Exercise requirements —
• a. Copy the article on American forces in Somalia word for word, from "Dominant Social Theme: NATO" up to and including "World War III.".
• b. Write the next part of the article on NATO and the American strike in Somalia, picking up right after its final sentence.

Quoted text —
□ □ □ □
STAFF NEWS & ANALYSIS
NATO on the Ground in Somalia?
By Staff News & Analysis - July 05, 2011

American Boots Hit the Ground in Somalia After Drone Attacks … Somalia is now the sixth country over which the United States is flying attack drones. Last month, the same Special Operations Command unit currently operating in Yemen carried out an attack on two leaders of the Somali militant group al-Shabab in a June 23 mission. The Washington Post reported the attack on Wednesday, and on Friday, Somalia's defense minister says that American military forces touched down to collect the bodies of the insurgents. – The Atlantic Wire

Dominant Social Theme: NATO is at war with numerous states now, but these wars are not its fault. They are defensive struggles.

Free-Market Analysis: Are America's wars expanding? NATO's wars are really America's wars, so that in a sense wherever NATO goes America's military-industrial complex follows. NATO is an engagement force of the Anglosphere. We would argue (as we have before) that as the size and intensity of these wars increase, the Anglosphere power elite behind them is gradually creating a regional World War III.
□ □ □ □
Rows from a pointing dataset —
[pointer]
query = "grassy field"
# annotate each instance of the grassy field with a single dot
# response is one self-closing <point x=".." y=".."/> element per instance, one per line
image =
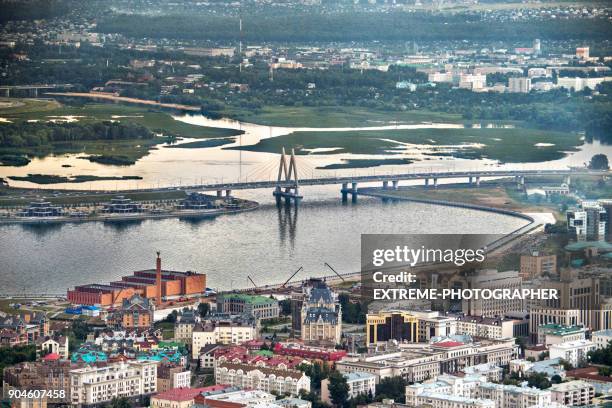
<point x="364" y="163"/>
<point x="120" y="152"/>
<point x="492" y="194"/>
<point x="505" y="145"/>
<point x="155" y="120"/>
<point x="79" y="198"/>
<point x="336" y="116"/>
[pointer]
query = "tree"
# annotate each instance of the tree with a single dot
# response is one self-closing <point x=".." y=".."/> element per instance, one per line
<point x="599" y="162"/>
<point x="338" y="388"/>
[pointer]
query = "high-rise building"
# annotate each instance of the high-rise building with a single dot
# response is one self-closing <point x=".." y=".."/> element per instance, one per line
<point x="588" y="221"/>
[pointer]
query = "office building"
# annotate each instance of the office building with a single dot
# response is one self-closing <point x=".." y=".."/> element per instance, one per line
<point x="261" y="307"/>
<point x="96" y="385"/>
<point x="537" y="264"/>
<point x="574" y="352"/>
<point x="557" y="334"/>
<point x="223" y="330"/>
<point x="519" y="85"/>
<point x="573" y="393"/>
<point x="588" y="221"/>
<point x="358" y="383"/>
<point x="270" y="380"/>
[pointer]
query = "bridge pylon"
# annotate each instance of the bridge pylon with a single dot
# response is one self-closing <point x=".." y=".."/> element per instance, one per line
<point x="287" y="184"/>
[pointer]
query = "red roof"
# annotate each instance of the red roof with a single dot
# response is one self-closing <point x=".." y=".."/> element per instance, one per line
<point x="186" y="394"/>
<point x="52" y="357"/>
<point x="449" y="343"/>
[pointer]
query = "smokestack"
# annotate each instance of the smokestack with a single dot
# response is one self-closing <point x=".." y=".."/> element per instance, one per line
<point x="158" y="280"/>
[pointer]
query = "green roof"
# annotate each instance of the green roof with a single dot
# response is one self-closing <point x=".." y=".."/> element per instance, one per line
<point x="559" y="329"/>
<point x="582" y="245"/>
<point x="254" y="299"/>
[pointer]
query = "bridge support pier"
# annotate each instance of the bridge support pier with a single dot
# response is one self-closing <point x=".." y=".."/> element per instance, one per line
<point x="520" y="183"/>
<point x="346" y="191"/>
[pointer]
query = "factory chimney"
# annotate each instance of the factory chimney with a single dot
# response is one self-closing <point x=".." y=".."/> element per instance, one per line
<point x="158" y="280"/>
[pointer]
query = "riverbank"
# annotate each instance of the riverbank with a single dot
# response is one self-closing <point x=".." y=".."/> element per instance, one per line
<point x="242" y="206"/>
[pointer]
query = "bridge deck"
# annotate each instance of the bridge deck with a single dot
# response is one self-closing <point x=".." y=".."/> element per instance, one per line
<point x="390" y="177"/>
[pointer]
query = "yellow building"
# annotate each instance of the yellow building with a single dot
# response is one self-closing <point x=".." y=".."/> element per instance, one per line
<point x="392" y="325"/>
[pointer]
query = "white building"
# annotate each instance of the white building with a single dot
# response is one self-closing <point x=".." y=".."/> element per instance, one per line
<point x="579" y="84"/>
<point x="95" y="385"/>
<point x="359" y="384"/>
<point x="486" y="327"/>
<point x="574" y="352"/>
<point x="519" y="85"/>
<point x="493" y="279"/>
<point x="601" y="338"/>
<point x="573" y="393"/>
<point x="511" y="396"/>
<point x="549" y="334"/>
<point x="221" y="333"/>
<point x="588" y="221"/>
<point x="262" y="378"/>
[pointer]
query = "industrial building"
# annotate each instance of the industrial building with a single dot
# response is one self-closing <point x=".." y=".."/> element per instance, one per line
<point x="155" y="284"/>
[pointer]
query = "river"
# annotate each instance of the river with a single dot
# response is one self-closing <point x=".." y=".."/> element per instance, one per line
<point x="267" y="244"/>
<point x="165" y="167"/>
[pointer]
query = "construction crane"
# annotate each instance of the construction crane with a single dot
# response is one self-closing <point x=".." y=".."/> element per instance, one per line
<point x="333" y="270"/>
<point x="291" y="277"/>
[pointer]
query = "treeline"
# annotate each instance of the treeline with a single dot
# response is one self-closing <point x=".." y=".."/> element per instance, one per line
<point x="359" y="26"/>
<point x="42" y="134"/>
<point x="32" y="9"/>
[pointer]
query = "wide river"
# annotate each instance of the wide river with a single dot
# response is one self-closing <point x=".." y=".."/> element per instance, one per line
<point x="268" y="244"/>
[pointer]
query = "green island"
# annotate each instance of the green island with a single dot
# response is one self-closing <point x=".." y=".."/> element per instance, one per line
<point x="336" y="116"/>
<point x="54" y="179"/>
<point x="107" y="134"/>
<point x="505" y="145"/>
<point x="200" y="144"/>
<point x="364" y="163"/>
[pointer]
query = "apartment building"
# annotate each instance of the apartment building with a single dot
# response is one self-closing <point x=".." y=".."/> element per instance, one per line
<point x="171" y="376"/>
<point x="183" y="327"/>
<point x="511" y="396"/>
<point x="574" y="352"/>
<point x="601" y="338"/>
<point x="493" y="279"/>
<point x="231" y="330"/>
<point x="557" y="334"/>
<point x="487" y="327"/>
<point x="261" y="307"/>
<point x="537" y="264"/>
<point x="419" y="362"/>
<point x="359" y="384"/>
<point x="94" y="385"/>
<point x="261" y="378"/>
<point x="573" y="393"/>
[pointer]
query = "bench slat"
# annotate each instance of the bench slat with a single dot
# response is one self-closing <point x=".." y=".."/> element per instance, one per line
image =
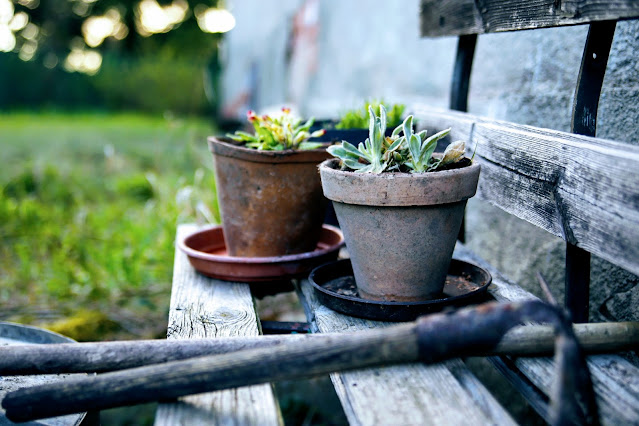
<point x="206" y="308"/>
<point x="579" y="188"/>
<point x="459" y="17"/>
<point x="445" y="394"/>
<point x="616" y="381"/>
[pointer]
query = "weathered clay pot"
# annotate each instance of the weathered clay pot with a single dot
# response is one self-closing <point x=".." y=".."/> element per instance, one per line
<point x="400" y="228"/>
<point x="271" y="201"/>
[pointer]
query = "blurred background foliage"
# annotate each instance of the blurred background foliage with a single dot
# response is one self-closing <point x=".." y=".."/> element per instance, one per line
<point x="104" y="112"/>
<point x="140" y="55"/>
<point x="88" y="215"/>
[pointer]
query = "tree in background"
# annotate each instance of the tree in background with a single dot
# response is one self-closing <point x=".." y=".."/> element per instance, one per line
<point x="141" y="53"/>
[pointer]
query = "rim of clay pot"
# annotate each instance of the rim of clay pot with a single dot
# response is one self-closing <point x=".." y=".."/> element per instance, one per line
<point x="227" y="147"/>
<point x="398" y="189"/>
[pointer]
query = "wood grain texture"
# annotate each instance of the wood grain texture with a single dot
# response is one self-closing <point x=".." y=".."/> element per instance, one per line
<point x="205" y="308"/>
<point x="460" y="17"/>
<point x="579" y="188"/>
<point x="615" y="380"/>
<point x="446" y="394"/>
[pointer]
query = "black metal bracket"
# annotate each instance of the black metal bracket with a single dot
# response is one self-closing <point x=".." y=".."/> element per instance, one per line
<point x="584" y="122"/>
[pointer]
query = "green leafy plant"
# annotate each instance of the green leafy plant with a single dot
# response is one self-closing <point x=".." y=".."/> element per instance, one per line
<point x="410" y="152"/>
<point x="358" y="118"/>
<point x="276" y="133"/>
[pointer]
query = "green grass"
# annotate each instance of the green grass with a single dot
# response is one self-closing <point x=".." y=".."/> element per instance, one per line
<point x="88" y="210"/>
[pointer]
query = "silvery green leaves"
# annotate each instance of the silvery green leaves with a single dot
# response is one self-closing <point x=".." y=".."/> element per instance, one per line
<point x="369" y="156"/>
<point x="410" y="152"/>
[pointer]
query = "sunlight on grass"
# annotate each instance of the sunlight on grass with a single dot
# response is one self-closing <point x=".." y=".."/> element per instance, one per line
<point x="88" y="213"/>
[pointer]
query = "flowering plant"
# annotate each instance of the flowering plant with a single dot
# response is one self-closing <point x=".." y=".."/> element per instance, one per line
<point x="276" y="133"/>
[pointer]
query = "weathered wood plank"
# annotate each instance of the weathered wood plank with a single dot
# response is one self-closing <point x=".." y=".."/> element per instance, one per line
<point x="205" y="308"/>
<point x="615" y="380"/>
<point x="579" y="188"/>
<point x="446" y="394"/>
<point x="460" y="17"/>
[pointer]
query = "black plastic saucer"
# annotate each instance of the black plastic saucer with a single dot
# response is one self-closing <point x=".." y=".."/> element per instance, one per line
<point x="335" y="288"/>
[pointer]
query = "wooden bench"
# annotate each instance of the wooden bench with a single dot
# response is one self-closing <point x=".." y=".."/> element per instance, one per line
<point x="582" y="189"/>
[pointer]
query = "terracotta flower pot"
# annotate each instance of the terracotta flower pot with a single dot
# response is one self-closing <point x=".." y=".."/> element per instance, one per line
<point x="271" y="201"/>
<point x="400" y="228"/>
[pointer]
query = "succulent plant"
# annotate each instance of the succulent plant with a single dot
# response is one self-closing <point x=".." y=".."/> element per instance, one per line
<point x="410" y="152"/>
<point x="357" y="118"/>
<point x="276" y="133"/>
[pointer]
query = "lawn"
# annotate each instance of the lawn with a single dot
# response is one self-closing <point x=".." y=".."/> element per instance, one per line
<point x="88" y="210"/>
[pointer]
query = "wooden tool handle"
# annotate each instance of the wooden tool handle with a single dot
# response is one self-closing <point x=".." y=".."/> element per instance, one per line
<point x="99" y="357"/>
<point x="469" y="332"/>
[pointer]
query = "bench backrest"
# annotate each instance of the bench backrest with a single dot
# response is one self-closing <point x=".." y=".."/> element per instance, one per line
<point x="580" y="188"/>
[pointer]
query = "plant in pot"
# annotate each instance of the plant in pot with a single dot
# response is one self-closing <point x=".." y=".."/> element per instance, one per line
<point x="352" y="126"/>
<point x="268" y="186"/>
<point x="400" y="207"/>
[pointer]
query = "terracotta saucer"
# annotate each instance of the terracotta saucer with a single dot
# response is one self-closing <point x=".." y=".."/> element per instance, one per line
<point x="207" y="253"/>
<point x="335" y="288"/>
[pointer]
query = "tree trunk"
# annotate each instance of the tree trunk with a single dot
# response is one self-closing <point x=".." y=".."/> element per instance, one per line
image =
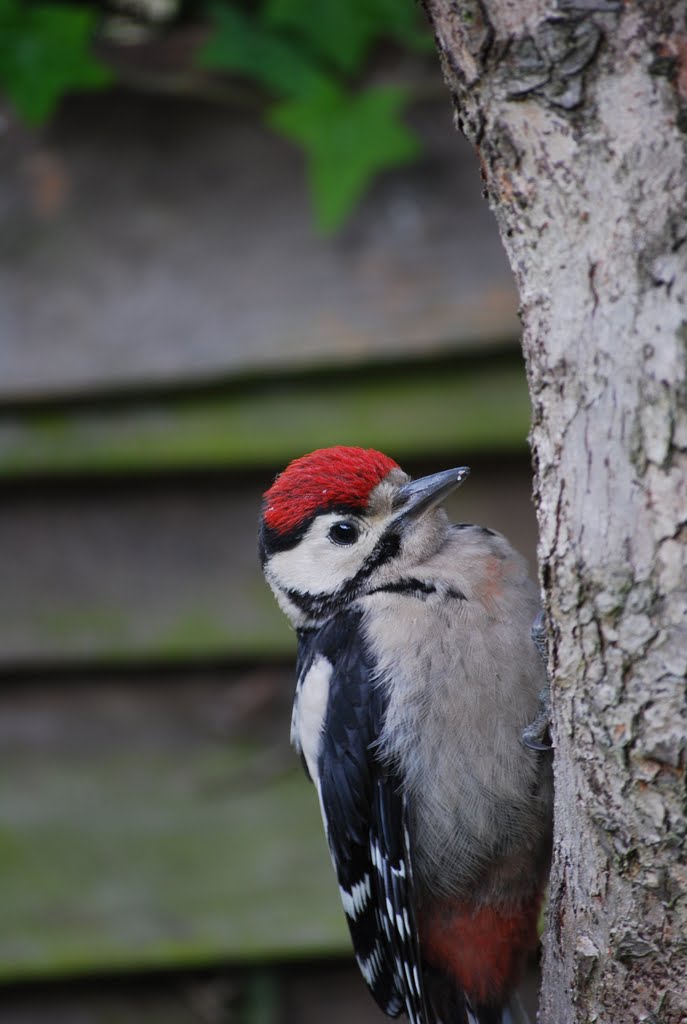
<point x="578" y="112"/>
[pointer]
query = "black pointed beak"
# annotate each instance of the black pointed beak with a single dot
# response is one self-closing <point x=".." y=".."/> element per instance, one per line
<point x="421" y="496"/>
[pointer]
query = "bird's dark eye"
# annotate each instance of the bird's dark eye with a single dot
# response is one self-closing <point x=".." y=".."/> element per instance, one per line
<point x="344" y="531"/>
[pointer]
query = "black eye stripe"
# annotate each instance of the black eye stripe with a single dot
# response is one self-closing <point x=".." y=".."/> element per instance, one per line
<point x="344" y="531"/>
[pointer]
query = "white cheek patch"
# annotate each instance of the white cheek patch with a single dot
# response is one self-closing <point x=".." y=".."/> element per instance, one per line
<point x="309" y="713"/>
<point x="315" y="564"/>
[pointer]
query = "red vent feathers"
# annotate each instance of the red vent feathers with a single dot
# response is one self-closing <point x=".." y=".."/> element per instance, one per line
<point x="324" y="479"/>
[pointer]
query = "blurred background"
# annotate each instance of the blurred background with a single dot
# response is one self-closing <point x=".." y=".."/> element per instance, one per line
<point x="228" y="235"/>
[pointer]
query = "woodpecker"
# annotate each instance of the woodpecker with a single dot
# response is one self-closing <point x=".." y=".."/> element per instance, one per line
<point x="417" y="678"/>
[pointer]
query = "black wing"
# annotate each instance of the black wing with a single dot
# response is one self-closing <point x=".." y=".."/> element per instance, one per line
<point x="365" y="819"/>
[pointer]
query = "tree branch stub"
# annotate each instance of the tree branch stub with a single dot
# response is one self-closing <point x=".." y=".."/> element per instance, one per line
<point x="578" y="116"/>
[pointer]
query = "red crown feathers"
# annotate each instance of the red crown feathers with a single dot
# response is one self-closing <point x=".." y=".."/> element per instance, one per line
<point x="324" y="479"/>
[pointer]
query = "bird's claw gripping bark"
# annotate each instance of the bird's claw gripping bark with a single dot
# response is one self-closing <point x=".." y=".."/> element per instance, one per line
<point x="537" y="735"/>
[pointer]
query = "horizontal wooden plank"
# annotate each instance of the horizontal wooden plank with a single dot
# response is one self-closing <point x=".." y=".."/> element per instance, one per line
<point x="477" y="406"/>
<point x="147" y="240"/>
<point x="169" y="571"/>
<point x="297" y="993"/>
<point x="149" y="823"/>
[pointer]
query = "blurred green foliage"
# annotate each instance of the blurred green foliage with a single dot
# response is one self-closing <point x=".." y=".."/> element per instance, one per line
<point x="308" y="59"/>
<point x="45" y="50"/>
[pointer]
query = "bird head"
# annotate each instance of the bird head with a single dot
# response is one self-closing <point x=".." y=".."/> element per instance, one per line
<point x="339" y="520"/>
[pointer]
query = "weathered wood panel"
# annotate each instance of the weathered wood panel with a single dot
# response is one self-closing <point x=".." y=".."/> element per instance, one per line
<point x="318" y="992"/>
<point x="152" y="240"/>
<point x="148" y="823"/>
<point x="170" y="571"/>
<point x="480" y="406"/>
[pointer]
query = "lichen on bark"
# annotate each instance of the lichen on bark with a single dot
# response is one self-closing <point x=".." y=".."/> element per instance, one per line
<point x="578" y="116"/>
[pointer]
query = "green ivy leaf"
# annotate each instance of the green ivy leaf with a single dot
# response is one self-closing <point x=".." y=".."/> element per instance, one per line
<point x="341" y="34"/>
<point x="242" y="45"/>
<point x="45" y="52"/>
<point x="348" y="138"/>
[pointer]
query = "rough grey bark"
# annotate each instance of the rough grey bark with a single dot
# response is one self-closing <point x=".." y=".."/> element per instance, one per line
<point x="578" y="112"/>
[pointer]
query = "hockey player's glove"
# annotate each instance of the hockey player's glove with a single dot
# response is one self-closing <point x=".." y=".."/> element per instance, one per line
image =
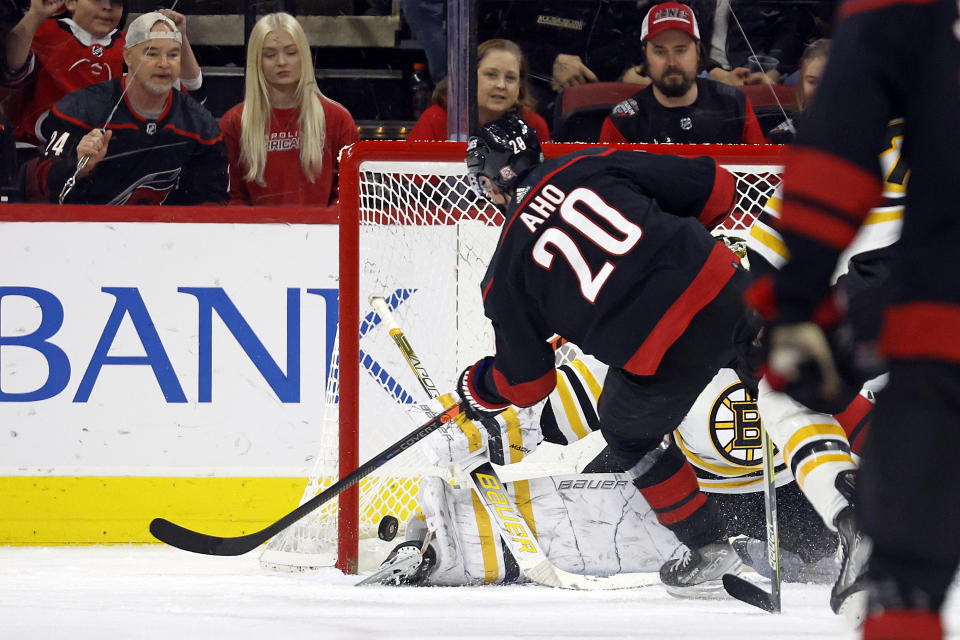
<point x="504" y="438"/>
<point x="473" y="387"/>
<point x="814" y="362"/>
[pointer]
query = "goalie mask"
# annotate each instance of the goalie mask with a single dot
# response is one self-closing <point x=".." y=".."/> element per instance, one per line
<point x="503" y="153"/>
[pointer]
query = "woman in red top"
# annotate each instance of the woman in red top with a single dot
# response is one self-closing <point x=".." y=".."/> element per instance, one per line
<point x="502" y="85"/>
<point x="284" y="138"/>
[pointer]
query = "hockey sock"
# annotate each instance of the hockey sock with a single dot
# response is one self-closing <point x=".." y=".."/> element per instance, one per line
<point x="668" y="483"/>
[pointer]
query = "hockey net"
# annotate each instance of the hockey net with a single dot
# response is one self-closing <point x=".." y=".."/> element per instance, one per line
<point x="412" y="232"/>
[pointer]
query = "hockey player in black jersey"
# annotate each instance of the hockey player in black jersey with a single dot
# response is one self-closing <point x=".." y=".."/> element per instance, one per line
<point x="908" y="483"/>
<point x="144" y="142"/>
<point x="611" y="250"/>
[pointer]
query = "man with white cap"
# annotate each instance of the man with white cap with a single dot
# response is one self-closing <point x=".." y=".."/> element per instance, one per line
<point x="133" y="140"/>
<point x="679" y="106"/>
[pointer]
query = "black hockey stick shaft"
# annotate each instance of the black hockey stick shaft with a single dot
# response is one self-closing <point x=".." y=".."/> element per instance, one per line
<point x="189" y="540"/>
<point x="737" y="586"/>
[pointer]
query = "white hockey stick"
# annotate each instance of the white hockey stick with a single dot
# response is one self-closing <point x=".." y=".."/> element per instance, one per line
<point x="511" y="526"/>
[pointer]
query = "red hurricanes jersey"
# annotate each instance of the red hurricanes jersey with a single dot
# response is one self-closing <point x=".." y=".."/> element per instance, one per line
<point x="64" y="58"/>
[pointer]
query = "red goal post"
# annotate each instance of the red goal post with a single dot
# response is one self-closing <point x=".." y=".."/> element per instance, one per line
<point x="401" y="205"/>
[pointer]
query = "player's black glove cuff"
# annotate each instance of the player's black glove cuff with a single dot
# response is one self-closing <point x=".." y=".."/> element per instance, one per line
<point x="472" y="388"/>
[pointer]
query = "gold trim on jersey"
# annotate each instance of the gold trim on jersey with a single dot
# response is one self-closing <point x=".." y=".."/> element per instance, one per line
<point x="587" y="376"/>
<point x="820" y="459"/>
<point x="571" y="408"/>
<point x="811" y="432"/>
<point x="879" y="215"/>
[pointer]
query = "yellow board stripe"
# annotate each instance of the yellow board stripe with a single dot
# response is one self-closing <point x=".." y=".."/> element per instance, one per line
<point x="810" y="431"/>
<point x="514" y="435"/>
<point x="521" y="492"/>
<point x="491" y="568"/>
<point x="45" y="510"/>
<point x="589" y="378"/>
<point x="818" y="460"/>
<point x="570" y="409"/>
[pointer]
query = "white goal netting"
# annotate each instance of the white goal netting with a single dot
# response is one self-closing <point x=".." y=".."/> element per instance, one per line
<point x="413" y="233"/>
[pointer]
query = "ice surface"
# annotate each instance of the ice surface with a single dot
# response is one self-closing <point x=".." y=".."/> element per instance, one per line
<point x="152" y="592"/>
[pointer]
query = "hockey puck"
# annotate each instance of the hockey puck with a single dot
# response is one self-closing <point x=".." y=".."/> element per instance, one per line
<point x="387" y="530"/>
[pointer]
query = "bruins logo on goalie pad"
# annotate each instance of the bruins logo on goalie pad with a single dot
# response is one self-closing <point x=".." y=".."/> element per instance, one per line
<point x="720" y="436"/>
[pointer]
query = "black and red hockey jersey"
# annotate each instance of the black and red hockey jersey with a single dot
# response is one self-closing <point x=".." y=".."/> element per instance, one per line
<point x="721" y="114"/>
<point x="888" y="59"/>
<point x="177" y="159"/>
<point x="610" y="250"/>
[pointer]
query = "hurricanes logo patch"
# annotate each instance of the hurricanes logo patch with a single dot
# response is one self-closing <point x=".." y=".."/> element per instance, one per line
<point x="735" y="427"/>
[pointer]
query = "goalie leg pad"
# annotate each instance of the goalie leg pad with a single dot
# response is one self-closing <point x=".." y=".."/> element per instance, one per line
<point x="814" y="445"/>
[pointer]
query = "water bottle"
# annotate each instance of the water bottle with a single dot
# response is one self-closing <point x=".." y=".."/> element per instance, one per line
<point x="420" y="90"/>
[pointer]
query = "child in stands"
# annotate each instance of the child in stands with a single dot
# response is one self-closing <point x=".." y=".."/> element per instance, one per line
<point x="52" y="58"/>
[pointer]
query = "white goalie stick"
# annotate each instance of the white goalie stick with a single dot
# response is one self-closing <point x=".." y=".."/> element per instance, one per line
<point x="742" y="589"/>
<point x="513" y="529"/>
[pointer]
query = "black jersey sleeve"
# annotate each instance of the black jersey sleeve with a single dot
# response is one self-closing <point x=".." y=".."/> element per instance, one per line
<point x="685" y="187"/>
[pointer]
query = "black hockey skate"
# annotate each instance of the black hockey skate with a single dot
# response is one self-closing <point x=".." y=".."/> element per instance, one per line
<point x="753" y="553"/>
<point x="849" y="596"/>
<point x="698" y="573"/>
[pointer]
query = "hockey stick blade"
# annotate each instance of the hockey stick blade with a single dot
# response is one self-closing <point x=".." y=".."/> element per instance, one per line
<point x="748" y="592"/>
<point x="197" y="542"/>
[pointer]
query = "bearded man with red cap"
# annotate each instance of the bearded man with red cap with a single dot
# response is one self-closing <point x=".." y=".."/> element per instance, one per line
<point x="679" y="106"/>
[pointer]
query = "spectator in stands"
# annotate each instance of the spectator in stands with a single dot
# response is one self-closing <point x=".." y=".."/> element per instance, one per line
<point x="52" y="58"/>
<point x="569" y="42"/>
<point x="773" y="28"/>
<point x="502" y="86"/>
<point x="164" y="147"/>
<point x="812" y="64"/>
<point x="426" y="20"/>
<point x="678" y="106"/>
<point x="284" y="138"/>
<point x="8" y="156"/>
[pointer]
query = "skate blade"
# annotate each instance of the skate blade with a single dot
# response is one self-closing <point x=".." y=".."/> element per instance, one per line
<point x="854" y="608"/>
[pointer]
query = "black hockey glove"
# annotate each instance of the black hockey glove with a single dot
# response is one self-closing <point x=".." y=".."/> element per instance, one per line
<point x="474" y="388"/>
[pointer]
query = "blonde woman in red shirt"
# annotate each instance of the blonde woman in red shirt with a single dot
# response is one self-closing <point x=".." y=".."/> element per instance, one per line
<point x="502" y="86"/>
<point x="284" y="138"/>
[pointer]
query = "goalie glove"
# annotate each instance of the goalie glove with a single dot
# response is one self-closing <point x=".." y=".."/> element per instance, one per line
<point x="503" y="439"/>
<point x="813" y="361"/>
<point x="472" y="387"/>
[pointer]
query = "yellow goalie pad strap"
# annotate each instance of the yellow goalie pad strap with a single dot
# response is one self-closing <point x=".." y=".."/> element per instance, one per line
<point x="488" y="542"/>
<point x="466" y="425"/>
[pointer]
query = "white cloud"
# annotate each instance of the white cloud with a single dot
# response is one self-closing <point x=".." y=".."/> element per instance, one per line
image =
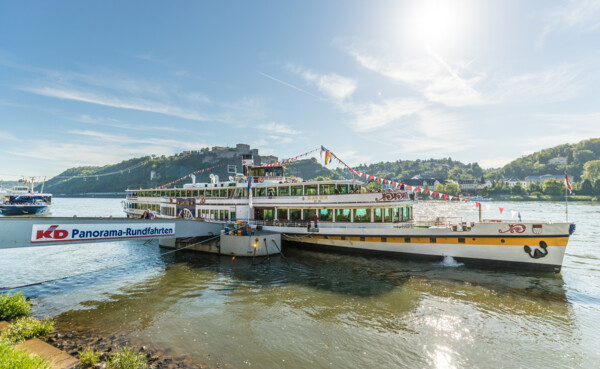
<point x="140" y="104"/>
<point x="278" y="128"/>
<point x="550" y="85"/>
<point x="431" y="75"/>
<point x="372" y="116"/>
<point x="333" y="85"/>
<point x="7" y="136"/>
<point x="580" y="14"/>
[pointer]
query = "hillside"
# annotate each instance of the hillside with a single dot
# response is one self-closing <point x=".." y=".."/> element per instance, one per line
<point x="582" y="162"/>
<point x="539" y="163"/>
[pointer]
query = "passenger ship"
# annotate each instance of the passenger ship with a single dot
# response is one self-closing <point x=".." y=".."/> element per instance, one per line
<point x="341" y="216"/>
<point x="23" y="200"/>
□ □ □ □
The answers —
• a.
Dominant Social Theme: NATO is at war with numerous states now, but these wars are not its fault. They are defensive struggles.

Free-Market Analysis: Are America's wars expanding? NATO's wars are really America's wars, so that in a sense wherever NATO goes America's military-industrial complex follows. NATO is an engagement force of the Anglosphere. We would argue (as we have before) that as the size and intensity of these wars increase, the Anglosphere power elite behind them is gradually creating a regional World War III.

• b.
It is difficult to tell in this day and age why wars are being fought. The answers given by the powers-that-be have not proven especially convincing in the past decade. NATO is said to be bombing Libya to protect citizens, but sometimes it seems as if the bombs are murdering more civilians than strongman Muammar Gaddafi.

It is hard to avoid the conclusion that there is some level of an economic component to these wars; Western economies are so bad that any distraction is good. And with what now seems to be six separate engagements in and around the Middle East, there are plenty of such distractions.

The wars are increasingly hard to track. America's (NATO's) current engagements apparently include Iraq, Afghanistan, Libya, Syria, Yemen and now Somalia. What is the common denominator? it is not merely economic distraction. In our view, Western powers that be are trying to wipe out the last vestiges of resistance to a one-world order. They have declared war on tribal culture.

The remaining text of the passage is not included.